[Start Records for the task]

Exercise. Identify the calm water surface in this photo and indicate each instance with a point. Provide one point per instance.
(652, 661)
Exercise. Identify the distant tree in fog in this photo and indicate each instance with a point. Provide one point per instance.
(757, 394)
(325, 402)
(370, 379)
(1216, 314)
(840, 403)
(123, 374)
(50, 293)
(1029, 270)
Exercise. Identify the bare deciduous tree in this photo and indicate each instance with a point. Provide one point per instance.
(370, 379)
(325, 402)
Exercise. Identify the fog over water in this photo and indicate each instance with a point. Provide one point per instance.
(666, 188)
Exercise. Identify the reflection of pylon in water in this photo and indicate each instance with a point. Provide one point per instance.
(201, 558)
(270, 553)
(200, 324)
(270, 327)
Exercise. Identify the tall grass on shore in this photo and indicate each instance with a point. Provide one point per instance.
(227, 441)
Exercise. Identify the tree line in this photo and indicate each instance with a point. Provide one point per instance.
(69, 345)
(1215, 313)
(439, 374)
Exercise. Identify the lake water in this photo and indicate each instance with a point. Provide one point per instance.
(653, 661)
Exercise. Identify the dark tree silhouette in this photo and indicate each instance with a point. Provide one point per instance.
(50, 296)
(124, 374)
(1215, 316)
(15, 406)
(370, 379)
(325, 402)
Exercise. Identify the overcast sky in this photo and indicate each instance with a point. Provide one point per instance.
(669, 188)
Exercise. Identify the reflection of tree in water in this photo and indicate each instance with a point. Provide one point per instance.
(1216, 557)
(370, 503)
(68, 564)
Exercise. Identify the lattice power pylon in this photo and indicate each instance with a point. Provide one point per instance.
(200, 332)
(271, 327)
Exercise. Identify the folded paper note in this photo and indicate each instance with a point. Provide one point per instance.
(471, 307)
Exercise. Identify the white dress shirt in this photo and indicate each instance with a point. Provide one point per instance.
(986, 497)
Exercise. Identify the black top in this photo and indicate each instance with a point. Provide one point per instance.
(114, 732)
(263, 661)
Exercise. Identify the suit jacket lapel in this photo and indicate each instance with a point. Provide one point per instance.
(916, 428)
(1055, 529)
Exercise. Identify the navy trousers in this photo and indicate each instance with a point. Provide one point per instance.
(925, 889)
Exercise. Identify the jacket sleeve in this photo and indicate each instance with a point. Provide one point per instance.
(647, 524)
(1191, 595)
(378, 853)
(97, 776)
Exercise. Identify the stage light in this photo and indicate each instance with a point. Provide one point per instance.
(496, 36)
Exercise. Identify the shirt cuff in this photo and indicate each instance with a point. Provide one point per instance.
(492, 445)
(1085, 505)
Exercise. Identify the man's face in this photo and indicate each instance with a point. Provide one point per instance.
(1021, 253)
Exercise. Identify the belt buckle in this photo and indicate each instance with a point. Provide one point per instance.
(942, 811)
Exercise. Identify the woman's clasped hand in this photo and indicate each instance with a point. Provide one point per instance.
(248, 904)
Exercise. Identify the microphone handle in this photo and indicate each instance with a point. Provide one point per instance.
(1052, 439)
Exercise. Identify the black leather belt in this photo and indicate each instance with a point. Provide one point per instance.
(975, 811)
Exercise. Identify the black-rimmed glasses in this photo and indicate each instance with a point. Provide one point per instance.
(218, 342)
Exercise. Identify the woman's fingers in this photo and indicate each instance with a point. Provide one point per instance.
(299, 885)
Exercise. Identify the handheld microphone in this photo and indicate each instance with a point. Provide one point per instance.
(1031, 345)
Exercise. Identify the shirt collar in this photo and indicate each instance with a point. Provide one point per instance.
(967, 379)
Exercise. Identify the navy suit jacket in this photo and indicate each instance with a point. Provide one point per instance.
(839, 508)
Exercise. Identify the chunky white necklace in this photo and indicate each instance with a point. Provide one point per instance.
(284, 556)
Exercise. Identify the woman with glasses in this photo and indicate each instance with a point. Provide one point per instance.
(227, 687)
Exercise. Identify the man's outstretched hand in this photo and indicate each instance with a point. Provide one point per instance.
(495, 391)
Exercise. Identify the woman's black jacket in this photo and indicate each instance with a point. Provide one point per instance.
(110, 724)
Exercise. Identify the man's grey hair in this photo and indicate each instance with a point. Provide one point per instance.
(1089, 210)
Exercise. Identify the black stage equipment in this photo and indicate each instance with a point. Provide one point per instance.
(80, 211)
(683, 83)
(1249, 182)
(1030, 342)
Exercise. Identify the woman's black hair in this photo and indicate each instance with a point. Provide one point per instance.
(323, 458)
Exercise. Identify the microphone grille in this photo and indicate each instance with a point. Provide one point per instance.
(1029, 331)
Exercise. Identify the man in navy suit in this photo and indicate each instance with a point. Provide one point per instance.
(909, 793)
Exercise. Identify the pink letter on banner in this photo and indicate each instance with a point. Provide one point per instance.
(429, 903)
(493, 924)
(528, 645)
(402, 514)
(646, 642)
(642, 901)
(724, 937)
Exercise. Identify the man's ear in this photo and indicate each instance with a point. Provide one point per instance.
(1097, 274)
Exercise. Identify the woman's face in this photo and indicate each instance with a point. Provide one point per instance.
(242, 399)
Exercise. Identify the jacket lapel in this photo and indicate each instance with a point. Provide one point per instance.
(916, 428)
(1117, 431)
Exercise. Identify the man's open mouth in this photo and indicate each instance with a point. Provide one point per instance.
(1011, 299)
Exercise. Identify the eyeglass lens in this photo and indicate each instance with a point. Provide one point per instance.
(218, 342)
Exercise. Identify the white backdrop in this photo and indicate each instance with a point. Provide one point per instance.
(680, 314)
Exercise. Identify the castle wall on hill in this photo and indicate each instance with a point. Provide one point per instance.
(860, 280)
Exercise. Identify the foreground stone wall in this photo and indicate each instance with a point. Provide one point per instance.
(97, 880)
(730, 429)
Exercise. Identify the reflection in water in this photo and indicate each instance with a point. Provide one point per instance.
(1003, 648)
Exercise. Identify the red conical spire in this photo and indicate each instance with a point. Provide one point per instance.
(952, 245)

[End Records for the task]

Given problem:
Convert every line of the entries above into a numbered list and omit any blank lines.

Correct result:
1. Exercise. Identify the calm water surface in this photo and indicate each instance with a point. Provide one point per instance.
2. (652, 661)
3. Exercise. Identify the distant tree in fog in this photo and indicate each instance with a point. Provide one point per instance.
4. (757, 394)
5. (325, 402)
6. (370, 379)
7. (1216, 314)
8. (840, 403)
9. (123, 374)
10. (50, 293)
11. (1029, 270)
12. Exercise. Identify the bare deciduous tree in this photo and indicate each instance with a point. Provide one point per instance.
13. (370, 379)
14. (325, 402)
15. Exercise. Identify the fog over water in this photo and indicate each instance with a point. Provide one point per instance.
16. (666, 188)
17. Exercise. Identify the reflection of pylon in water in this photo and indicate each instance with a point. Provide one point per instance.
18. (201, 558)
19. (270, 553)
20. (200, 324)
21. (270, 327)
22. Exercise. Identify the tall grass on shore in this photo and indicate each instance with a point. Provide one point per instance.
23. (227, 441)
24. Exercise. Identify the tree line in this photo and indicate each instance with a point. Provide one point per instance.
25. (69, 345)
26. (1215, 313)
27. (439, 374)
28. Exercise. Identify the lake water in this photo and indicate each instance with a point. Provide one point per instance.
29. (653, 661)
30. Exercise. Identify the dark tree silhouette in this photo and indicate each instance with a point. Provide one point per instance.
31. (50, 296)
32. (124, 374)
33. (1215, 316)
34. (15, 406)
35. (370, 379)
36. (325, 402)
37. Exercise. Identify the overcast sky in this photo and indicate each instance with a point. Provide one point per instance.
38. (669, 188)
39. Exercise. Identify the reflection of tree in water in this photo and indicate each instance with a point. Provide one point per instance.
40. (1216, 557)
41. (370, 503)
42. (68, 564)
43. Exercise. Identify the lattice power pylon in this photo and indicate each instance with a point. Provide one point per instance.
44. (200, 332)
45. (271, 327)
46. Exercise. Identify the folded paper note in this photo and indicate each instance with a point. Provide one point per instance.
47. (471, 307)
48. Exercise. Identify the white dress shirt in this photo and indicate each instance with a point. Provide one point per instance.
49. (986, 497)
50. Exercise. Identify the black top in this photo and indicate each instance with a point. Provide one point per instance.
51. (114, 732)
52. (263, 661)
53. Exercise. Identify the suit jacket lapel in this photo and indicate each instance with a point. Provide one point per instance.
54. (916, 428)
55. (1055, 529)
56. Exercise. Identify the navy trousers in this photo and indicate each instance with a point. Provide one point per instance.
57. (925, 889)
58. Exercise. Identify the jacket sleeve in this photo and indicate each instance with a point. Provide one point per instance.
59. (647, 524)
60. (1191, 595)
61. (378, 853)
62. (97, 776)
63. Exercise. Identify the stage light in this photo and indicate each instance with a point. Provide one point per instance.
64. (496, 36)
65. Exercise. Identify the shirt cuff in this photo and indicate each instance with a point. Provide one point per instance.
66. (492, 445)
67. (1085, 505)
68. Exercise. Identify the man's face in this photo and indicate each instance with a point. Provide one point per instance.
69. (1021, 253)
70. Exercise. Identify the belt buckle in this photo and indicate each instance with a point. Provide one point per instance.
71. (942, 811)
72. Exercise. Identify the woman's clasped hand in this photo and indicate each instance with a point. Provide one point per instance.
73. (248, 904)
74. Exercise. Identify the microphone handle in this photo and indicate each instance with a point. Provide one point per instance.
75. (1052, 439)
76. Exercise. Identify the black leather belt in this photo and indicate each instance with a point. Provide one point per instance.
77. (975, 811)
78. Exercise. Identify the black-rimmed glasses in this photo and indicate each instance with a point. Provide one point per instance.
79. (218, 342)
80. Exercise. Identify the woman's fingers in this photo and indicate each instance with a point. Provide one point per instance.
81. (299, 885)
82. Exercise. Identify the handheld microphone in this photo and indicate each instance with a point. Provide one point per instance.
83. (1031, 345)
84. Exercise. Identify the shirt collar in this photo and indicate each instance with a point. Provide one point per instance.
85. (967, 379)
86. Exercise. Identify the navy suit jacket in this photo and indicate each instance with a point. Provide one point per instance.
87. (839, 508)
88. Exercise. Identify the chunky white necklace in this photo and indicate each instance with a point. Provide one point per instance.
89. (284, 556)
90. Exercise. Identify the woman with glasses in this photo and indicate each instance with a point. Provide one point per instance.
91. (227, 687)
92. Exercise. Identify the man's outstretched hand in this photo and indicate each instance with a point. Provide one point per instance.
93. (495, 391)
94. Exercise. Identify the woman's black jacket in this photo and indicate each instance with a point. Provide one point per instance.
95. (110, 724)
96. Exercise. Identify the man's grey hair in this photo and indicate each instance with a point. Provide one point per instance.
97. (1089, 210)
98. Exercise. Identify the black stage equipment in this photo and indicate each instance with a point. Provide one point per instance.
99. (80, 211)
100. (683, 83)
101. (1249, 182)
102. (1030, 342)
103. Exercise. Identify the woman's black hair in this photo and indicate each instance with a point. Provide one point per instance.
104. (323, 458)
105. Exercise. Identify the microphone grille in this photo and indicate each instance with a point. Provide one point per instance.
106. (1029, 331)
107. Exercise. Identify the man in navy suit in this photo and indicate each instance with a point. Provide one point per instance.
108. (909, 793)
109. Exercise. Identify the pink letter on banner in this photo and indicate each instance with a point. Provide one point per instance.
110. (429, 903)
111. (493, 924)
112. (528, 645)
113. (402, 514)
114. (646, 642)
115. (642, 901)
116. (724, 937)
117. Exercise. Identify the man's ear in this photo and indicate each instance with a point. Provide one point per instance.
118. (1097, 274)
119. Exercise. Identify the woman's face in this photo and indicate each instance with a point. Provide one point per instance.
120. (242, 399)
121. Exercise. Identify the jacket lapel in this photo and indicate each instance with a point. Provide one point per instance.
122. (916, 428)
123. (1117, 431)
124. Exercise. Identify the man's open mouth in this photo and indicate each instance with a point. Provide one point per instance.
125. (1011, 299)
126. Exercise. Identify the eyeglass lens in this photo and indicate each instance with a point. Provide one point per instance.
127. (218, 342)
128. Exercise. Identify the white backdrop in this photo and indicate each instance with a point. Provide one point per instance.
129. (680, 314)
130. Exercise. Identify the castle wall on hill in this photo and indicate each instance with a point. Provide one point per instance.
131. (860, 280)
132. Exercise. Identify the foreground stone wall in this photo and indicate each instance with a point. Provide one point per instance.
133. (97, 880)
134. (730, 429)
135. Exercise. Identify the reflection in water in this photo and indicate each instance with a point. Provide one point per instance.
136. (1003, 648)
137. Exercise. Identify the red conical spire in this photo and indicate each instance with a point. Provide one point per instance.
138. (952, 245)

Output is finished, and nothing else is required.